But what qualifies a crime specifically as a hate crime?

Hate crime cases hinge on motivation: Was the crime motivated by a bias against the victim’s race, religion, sexual orientation, or other protected aspects of their identity? Hate crime laws are usually designed to go hand-in-hand with the actual offense the person is charged with, such as assault or murder, putting greater severity on the crime due to its hateful motivations. For example, it’s not illegal to randomly spew racial epithets—but if you go so far as to punch someone because of your racial bias, the crime becomes much more serious in the eyes of the law.

Furthermore, because hate crimes are dependent on the perpetrator’s intentions, the victim doesn’t actually have to be a member of the protected class the perp thought he or she was attacking to be covered under hate crime laws. If someone attacks you because they think you’re Jewish, but you’re actually an agnostic Catholic, it’s still a hate crime. In other words: Being wrong about who to target is not a legal excuse for bigotry.

If the activities labeled hate crimes, like robbery and assault, are already crimes, why do we need more laws saying those crimes are wrong?

Hate crimes are motivated more by how a person is perceived than any of that person’s words or actions, making such crimes particularly terrifying for both the victim and the community at large. According to the Offices of the United States Attorneys:

"The fact that the victims of such crimes are selected based on characteristics such as their race or religion can cause all those in the community who share that characteristic to experience similar feelings of vulnerability and secondary victimization. In its impact on the community, the fear of becoming a victim of violence can be nearly as debilitating as suffering through an actual crime.

The message of intolerance that is communicated through a hate crime can have broadly disruptive social effects as well, and can lead to greater distrust of law enforcement or friction between racial or religious communities.”

State hate crime laws cover different classes of people in addition to those protected by federal legislation like the Civil Rights Act of 1968. Only five states do not have hate crime laws on the books. Many cover crimes perpetrated with bias concerning disabilities, sexual orientation, and gender. Some protect against biases regarding transgender individuals and gender identity, age, and even political affiliation.

[Rows from a dataset]

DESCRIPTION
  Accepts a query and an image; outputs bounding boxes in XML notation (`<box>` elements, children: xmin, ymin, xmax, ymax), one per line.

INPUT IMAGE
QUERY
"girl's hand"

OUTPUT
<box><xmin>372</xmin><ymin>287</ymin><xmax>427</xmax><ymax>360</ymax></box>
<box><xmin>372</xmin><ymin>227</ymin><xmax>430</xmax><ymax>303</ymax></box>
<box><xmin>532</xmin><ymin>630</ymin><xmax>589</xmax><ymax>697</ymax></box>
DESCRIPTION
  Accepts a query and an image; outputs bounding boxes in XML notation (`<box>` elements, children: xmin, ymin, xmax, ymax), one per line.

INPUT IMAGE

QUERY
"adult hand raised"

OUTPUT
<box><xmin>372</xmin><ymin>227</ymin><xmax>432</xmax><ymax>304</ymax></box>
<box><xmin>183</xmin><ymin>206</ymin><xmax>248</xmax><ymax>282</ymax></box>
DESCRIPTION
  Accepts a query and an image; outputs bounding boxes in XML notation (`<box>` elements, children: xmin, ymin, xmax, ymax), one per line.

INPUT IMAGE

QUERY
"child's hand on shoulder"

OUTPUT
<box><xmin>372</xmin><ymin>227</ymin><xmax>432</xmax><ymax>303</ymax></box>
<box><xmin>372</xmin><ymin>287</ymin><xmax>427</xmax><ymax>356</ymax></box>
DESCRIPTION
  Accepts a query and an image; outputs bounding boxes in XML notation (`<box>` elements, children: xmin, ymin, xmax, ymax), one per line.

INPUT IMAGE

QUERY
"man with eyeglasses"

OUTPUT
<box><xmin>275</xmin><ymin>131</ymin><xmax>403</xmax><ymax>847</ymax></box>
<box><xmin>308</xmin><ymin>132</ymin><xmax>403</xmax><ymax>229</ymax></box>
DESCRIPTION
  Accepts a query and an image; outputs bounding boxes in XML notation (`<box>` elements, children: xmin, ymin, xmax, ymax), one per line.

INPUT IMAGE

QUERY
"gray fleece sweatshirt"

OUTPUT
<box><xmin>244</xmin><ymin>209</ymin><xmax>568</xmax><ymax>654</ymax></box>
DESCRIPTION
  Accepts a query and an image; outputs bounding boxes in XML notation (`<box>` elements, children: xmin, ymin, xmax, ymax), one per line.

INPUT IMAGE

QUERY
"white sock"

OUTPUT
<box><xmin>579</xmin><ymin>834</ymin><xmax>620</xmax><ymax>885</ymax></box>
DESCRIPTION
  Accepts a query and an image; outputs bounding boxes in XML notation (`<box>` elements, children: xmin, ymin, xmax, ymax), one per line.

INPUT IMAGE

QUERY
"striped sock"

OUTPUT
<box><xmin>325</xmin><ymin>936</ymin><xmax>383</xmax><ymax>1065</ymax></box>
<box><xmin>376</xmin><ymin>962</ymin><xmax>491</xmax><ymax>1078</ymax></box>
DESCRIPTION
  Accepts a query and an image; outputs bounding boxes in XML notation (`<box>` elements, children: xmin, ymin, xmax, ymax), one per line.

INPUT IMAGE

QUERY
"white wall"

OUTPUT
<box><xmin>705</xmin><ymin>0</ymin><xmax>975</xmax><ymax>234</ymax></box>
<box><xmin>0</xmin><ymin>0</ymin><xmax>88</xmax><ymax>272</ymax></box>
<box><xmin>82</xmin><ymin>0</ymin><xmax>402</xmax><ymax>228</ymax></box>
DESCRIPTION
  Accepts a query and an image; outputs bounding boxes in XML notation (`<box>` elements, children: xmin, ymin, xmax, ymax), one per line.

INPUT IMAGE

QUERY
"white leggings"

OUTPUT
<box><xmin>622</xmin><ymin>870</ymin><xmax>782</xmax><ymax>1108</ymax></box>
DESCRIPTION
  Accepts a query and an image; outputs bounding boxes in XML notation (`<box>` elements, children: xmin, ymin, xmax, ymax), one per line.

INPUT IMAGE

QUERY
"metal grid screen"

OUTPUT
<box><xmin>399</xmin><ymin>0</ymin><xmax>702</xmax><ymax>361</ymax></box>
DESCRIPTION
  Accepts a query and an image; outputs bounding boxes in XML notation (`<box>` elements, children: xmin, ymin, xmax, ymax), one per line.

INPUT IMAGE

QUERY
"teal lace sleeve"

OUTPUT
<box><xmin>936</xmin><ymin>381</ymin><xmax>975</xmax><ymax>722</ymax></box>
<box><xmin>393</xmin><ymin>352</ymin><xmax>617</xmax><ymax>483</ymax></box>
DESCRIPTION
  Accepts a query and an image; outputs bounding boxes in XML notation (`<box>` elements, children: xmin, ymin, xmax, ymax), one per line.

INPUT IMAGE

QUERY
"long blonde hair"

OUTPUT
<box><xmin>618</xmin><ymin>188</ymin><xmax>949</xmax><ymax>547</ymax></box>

To-do list.
1. Answer these questions from the passage on hate crimes:
(a) According to the passage, what do hate crime cases hinge on?
(b) How many states do not have hate crime laws?
(c) Which federal legislation does the passage name?
2. Extend the passage on hate crimes from where it stops, continuing on from its last sentence.
The material has no connection to the passage on hate crimes.

Answer set.
1.
(a) Motivation.
(b) Five.
(c) The Civil Rights Act of 1968.

2.
Being able to classify something as a federal hate crime helps agencies like the FBI step in where state and local authorities either cannot or will not prosecute, as well as provide grants to assist local police in pursuing the case. For instance, the Matthew Shepard and James Byrd Jr. Hate Crimes Prevention Act of 2009 expanded federal hate crime statutes to include crimes motivated by a victim’s gender, sexual orientation, and disability status as well as expanding the FBI’s ability to investigate hate crimes.

Matthew Shepard, a gay college student, was beaten, tortured, and left to die in 1998, but because sexual orientation wasn’t yet a federally protected class, the Department of Justice was unable to help the Laramie, Wyoming, police work the case, and pursuing justice ended up being so costly that the police department had to furlough five of its officers to stay afloat.

James Byrd Jr. was an African-American man living in Texas who was dragged to death behind a pickup truck in 1998. Although Texas did have hate crime laws on the books, they were deemed too vague to be enforceable.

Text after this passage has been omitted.